Taking your engineering career to the next level

Muhammad Hasan Khan speaks to Revive about job satisfaction, portfolio building and the future of the tech industry

Muhammad Hasan Khan is a prolific writer with a knack for concise, succinct advice. His almost daily posts on LinkedIn are liked and shared by software engineers and beyond; with so much to say and say well, it’s a small wonder he can also hold down a career as a software engineer at the top of his game. Formerly of Microsoft and Amazon, Hasan is now a Software Engineer at Google in California. He took some time out of his busy schedule to speak to Revive about the current and future jobs market, and his advice to candidates currently looking for work as a software engineer. 

What advice would you give software engineers currently looking for roles? 

1. Build a solid profile: Build side projects, publish them online on GitHub or the AppStore. Contribute to open-source software and participate in online forums like Stack Overflow.

2. Prepare for interviews: Have a solid grip on at least one language, learn the DS&A theory, practice solving problems, and do lots of mock interviews. You're ready when you're comfortable solving problems.

3. Apply for jobs: Find a job you’d like to apply for, tailor your resume for each job by mentioning relevant experience, submit the resume and reach out to your recruiter to have them look at your submission.

4. Schedule multiple interviews back to back: This allows you to stay in high spirits, warmed up, and also allows you to negotiate better with multiple offers in hand.

_REQUIRED WORK_
- 1) Summarize the interview in two sentences.
- 2) Rewrite the paragraph of the interview that begins "Muhammad Hasan Khan is a prolific writer" as a short bulleted list of its main facts.
- 3) Reproduce everything in the interview from "4. Schedule multiple" down to "offers in hand.".
The entries that come after the interview are separate material and have nothing to do with it.

_DATA RECORDS_
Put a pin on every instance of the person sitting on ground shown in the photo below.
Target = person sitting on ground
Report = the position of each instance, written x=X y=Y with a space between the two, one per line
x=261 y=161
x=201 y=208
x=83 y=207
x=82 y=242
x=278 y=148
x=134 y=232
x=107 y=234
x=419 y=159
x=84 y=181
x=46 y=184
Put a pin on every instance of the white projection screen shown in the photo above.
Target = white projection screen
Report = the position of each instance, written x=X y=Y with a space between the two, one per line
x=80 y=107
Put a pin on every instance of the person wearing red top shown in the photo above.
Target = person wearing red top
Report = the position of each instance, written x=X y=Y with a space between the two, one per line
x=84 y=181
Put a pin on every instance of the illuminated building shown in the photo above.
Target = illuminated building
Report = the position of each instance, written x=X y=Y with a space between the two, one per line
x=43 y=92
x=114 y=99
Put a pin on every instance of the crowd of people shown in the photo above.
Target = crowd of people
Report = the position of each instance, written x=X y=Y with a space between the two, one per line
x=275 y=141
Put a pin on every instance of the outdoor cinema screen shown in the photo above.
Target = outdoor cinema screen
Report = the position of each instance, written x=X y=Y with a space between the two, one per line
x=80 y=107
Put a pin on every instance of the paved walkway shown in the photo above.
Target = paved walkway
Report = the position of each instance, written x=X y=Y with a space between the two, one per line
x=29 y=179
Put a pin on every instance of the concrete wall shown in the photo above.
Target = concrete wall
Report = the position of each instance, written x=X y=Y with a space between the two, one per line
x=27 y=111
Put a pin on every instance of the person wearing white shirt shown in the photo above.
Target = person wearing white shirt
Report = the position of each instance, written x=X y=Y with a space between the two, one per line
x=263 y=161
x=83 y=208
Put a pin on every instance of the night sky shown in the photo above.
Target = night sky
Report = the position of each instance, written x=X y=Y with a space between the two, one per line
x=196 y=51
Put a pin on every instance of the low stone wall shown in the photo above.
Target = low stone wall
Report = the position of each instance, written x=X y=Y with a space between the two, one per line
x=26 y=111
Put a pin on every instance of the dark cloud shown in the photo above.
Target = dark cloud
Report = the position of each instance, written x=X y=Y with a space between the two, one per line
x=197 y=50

_RESULTS OF THE TASKS_
- 1) Muhammad Hasan Khan, formerly of Microsoft and Amazon and now a Software Engineer at Google in California, spoke to Revive about the current and future jobs market and his advice for candidates looking for work as software engineers. He recommends building a solid profile, preparing for interviews, applying for jobs with a resume tailored to each one, and scheduling multiple interviews back to back.

- 2)
- Writes concise, succinct advice in almost daily LinkedIn posts that software engineers and others like and share
- Works as a software engineer at the top of his game
- Previously worked at Microsoft and Amazon and is now a Software Engineer at Google in California
- Spoke to Revive about the current and future jobs market and gave advice to candidates looking for work as software engineers

- 3)
4. Schedule multiple interviews back to back: This allows you to stay in high spirits, warmed up, and also allows you to negotiate better with multiple offers in hand.